*Requisitos do problema*:
Responda às perguntas a seguir com base no trecho sobre o ferreiro Tomizo Ishida.
(a) Em que província japonesa nasceu Tomizo Ishida?
(b) Em que ano foi fundada a comunidade batizada com o sobrenome de Isamu Yuba?
(c) Por quanto tempo Ishida ficou com a primeira kataná que viu na vida?

*Trecho do documento*:
O espírito dos samurais os impele à obstinação: é preciso cumprir sua razão de ser. Assim pensa o imigrante japonês Tomizo Ishida, de 88 anos, o mais velho e último ferreiro no Brasil a produzir katanás, espadas curvadas usadas pelos guerreiros nipônicos. Natural da província de Gunma, Ishida foi trabalhar ainda criança na lavoura de café da Fazenda Aliança, em Mirandópolis, no noroeste paulista. Aprendeu sozinho a lidar com ferro e fogo para forjar os sabres.
Durante os anos 1920, cerca de mil famílias, entre elas a de Ishida, aportaram em Mirandópolis. Apenas em 1935 seria fundada, porém, a comunidade nipônica mais famosa da região, batizada com o sobrenome do fundador, Isamu Yuba, e alicerçada até hoje no mesmo tripé: trabalhar, rezar e cultivar a arte. Ishida estudou com o irmão mais novo de Yuba, no qual via o espírito dos samurais e de quem pegou emprestada a primeira kataná que viu na vida. “Fiquei com ela por dois meses. Passei muito tempo admirando aquela espada. Copiei o formato até ficar idêntico.”

*Informações exibidas*:
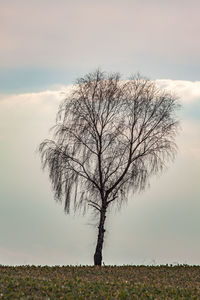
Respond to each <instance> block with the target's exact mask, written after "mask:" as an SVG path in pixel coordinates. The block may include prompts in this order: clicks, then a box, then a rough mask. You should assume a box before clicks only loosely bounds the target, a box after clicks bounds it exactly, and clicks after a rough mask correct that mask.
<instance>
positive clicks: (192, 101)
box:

*Resultado da tarefa*:
(a) Na província de Gunma.
(b) Em 1935.
(c) Por dois meses.